(Rows of labeled points)
━━━

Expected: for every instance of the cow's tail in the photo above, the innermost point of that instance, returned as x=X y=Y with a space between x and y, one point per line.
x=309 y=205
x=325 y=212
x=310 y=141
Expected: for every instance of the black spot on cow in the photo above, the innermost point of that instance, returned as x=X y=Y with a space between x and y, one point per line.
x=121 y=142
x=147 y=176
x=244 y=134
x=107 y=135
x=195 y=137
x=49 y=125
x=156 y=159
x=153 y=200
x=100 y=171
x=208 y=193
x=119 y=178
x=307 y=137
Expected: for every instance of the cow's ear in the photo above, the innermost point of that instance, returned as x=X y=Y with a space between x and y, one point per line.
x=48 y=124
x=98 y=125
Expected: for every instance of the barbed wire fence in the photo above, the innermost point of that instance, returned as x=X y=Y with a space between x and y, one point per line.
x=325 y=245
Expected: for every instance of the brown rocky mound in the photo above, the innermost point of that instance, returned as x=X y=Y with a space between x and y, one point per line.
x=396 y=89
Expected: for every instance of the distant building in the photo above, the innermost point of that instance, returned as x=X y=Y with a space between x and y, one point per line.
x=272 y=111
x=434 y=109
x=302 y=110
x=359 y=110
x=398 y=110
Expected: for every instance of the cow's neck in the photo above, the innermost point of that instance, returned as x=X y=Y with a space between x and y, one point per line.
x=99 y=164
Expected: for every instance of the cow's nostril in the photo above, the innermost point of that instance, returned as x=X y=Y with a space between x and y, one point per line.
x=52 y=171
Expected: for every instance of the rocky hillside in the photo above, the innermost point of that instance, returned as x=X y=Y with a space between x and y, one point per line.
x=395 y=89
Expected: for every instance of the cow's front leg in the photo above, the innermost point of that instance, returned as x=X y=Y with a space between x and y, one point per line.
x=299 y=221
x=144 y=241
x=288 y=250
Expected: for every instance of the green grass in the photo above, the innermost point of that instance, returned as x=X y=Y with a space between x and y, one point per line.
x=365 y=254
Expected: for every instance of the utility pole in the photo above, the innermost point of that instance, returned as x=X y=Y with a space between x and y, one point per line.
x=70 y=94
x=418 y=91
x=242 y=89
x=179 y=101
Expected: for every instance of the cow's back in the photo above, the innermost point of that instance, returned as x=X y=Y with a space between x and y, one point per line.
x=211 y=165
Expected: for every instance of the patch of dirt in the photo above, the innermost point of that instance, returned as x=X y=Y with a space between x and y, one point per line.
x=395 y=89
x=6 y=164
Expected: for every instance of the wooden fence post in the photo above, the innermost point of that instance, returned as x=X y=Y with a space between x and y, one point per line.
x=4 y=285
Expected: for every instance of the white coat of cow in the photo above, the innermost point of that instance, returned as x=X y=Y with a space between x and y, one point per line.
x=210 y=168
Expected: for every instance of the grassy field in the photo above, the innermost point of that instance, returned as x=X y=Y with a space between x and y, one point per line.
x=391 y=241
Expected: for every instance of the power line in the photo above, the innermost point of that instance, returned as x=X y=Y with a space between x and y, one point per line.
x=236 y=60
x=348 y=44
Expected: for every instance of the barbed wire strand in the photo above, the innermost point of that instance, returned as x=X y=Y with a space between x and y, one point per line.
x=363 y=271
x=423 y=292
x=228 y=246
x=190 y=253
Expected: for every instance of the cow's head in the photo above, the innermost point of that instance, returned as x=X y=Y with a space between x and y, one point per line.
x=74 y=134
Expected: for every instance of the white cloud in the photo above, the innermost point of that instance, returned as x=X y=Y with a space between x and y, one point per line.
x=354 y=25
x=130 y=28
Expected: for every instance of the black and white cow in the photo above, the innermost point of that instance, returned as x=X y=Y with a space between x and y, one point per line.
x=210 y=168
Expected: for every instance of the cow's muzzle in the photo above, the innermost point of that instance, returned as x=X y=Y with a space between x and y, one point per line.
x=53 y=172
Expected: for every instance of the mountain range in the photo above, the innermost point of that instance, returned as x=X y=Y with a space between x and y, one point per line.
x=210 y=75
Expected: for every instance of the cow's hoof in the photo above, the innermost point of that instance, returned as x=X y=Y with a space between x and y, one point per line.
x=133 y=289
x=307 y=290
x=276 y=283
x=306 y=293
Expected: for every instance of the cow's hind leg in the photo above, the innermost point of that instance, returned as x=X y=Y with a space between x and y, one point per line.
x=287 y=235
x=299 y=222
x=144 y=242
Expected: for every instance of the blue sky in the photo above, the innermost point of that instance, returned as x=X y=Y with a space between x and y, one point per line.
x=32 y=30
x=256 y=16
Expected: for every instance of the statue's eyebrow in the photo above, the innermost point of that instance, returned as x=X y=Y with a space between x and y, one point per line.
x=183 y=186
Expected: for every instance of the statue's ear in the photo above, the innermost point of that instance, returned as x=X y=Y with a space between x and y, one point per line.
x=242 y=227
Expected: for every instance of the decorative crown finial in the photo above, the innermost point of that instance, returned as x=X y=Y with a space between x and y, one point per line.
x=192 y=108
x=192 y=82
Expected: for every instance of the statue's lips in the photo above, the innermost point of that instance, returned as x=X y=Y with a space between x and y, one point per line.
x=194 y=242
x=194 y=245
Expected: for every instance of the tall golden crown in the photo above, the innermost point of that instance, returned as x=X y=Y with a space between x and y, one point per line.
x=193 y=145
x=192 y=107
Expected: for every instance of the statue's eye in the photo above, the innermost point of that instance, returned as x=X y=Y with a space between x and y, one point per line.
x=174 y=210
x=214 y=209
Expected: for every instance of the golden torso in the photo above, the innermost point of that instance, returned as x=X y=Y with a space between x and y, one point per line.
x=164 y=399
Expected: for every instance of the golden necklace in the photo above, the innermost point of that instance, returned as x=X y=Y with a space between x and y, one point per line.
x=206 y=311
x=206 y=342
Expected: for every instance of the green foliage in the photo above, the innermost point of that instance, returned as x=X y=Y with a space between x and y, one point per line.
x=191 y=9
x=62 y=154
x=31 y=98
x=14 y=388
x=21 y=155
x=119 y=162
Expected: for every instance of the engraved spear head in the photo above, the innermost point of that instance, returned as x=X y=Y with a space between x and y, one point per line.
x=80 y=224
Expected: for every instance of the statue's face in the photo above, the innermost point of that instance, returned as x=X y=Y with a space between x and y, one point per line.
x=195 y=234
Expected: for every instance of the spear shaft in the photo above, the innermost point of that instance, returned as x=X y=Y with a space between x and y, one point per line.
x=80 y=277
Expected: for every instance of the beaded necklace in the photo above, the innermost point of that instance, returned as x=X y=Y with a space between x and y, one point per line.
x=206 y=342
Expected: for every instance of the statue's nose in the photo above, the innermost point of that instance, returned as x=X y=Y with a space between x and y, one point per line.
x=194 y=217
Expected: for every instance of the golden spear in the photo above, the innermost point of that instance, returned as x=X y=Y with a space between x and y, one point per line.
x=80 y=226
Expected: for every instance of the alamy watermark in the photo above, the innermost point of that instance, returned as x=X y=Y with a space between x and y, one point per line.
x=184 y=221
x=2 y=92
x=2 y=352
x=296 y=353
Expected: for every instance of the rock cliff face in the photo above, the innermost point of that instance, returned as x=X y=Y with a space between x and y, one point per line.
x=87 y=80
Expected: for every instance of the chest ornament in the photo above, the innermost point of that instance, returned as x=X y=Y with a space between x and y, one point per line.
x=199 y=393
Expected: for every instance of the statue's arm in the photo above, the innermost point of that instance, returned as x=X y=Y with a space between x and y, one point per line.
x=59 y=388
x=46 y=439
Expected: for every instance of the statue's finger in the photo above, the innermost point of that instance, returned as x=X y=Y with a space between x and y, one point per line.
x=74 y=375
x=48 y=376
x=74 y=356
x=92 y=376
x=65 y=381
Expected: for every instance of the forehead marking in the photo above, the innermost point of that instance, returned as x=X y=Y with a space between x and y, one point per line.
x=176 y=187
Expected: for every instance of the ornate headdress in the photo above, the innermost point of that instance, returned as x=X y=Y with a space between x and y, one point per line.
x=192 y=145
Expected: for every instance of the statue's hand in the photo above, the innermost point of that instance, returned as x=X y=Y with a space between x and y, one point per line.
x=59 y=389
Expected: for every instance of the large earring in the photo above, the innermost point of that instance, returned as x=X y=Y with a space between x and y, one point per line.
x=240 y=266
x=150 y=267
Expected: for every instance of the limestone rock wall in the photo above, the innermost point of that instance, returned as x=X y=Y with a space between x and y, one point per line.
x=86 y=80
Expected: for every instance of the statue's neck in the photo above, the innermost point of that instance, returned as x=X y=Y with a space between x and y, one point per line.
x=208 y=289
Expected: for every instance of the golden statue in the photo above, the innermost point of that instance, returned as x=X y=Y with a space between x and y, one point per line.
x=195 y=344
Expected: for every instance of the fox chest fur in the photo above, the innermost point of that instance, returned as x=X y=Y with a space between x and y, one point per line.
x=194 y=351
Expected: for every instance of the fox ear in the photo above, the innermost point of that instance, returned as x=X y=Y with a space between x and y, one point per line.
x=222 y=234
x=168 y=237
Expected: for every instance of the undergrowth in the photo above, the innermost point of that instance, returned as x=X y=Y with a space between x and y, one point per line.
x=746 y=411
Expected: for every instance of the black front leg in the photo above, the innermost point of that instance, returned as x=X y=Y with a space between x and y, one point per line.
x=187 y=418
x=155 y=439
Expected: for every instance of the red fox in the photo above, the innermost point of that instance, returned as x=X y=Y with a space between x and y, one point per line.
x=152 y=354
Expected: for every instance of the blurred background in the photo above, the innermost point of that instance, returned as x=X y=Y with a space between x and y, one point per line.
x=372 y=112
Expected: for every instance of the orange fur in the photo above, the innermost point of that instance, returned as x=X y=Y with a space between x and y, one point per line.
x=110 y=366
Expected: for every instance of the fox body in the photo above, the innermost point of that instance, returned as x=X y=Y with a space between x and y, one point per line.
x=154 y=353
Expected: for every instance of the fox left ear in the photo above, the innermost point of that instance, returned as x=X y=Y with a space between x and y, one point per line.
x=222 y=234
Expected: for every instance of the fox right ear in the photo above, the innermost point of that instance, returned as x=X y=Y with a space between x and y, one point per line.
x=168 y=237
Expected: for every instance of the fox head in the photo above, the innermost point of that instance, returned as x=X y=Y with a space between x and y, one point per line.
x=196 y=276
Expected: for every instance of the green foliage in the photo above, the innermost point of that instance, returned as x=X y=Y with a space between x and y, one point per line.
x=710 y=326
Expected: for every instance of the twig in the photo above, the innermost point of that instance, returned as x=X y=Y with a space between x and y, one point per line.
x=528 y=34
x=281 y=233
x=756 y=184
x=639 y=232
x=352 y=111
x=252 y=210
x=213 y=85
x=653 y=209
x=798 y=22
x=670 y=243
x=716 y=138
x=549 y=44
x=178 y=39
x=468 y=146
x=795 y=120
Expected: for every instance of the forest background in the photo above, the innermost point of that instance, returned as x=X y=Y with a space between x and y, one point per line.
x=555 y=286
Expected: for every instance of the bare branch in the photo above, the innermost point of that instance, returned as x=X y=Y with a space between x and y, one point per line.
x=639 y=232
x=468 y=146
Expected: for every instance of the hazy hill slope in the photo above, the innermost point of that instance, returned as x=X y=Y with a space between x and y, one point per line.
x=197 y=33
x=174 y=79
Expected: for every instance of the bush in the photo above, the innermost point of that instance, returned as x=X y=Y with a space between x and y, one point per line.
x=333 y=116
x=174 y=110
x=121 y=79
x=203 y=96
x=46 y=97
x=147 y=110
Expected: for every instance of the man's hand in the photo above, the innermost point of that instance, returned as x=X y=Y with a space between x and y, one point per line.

━━━

Edit the rows from the start up to and including the line with "x=310 y=141", replacing "innermost" with "central" and leaving everything else unchanged; return only those lines.

Solution to the exercise:
Expected: for every instance of the cow's tail in the photo above, the central point of that instance, returned as x=X y=Y with a space between x and y, one point per line.
x=309 y=205
x=325 y=212
x=310 y=141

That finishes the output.